_Document text_
Who knows what would happen if you blind folded Emily. You know make her take a taste test and give her honest opinion. Maybe she’d change her mind if she was exposed to a burger from Winnies and PT’s, the Frontier or any dozen plus bars and taverns in town that have their own local menu. Who knows what she would say.
But ask her, with her eyes wide open, and there is no competition. For her Merrit’s is the best burger in town.
“My dad used to take me here as a kid,” she tells me as we pull up to the drive-in off of Carolina Beach Road. “I grew up in Bolivia and to me going to Wilmington automatically meant going to Merrit’s.”
Emily Watson is 38-years-old now. She moved to Virginia with her husband and kids in 2012. Five years later her dad was diagnosed with pancreatic cancer. Three weeks after that, he was dead.
“It was a whirlwind. It just happened so quickly. I still haven’t had time to process it all.”

_Work task 1_
Swap "burger" for "cheeseburger" in the story about Emily and Merrit’s. Write out the part that begins at the words "Who knows what would" and stops after "burger in town.".
_Work task 2_
Write the next part of the story about Emily and Merrit’s, picking up after its last sentence.

_Material shown_
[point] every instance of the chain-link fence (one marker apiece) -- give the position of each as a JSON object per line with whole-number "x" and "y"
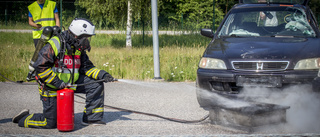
{"x": 12, "y": 12}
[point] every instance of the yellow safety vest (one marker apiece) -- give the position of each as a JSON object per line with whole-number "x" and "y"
{"x": 44, "y": 16}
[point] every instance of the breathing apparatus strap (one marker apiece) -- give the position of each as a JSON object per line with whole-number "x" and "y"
{"x": 61, "y": 53}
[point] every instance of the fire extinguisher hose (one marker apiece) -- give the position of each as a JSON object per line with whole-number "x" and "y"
{"x": 150, "y": 114}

_Your response 1_
Who knows what would happen if you blind folded Emily. You know make her take a taste test and give her honest opinion. Maybe she’d change her mind if she was exposed to a cheeseburger from Winnies and PT’s, the Frontier or any dozen plus bars and taverns in town that have their own local menu. Who knows what she would say.
But ask her, with her eyes wide open, and there is no competition. For her Merrit’s is the best cheeseburger in town.

_Your response 2_
Emily will tell you her dad, Tom, was a man’s man. He was a contractor, always in work boots and an occasional hard hat. On the weekends, he would frequently have a reason to go back into town, pick up supplies, drop off a check, the kind of things that a small business owner never has time for during the week.
Emily liked to tag along on those trips. This was her time alone with him, the times when she felt closest to her dad, maybe even the times when she felt the most loved. Typically, the older siblings stayed home. They were too cool for the trips. And so, they never knew what they were missing out on.
Because, if Emily behaved, and never complained about how long things were taking, then at the end of his errands Dad would take her to that red, white and blue building where the waitresses came directly up to the truck.
Did you share a place with your father? Many of us did; a burger joint, a breakfast restaurant, a donut shop. For me it was a Coney Island in downtown Detroit. It wasn’t the food that made those places so special. It was more about the secret, a pact between the two of you, a promise that no one was going to tell Mom.
Back at Merrit’s, Emily orders for me: a cheeseburger, fries and a Sprite. “It’s what I always get here.”
She doesn’t remember the last time she made one of those trips with her dad. It was probably in middle school. Sadly, like her older siblings, eventually she became too cool.
When the food comes, our conversation completely stops. Emily becomes choked up without ever taking a bite.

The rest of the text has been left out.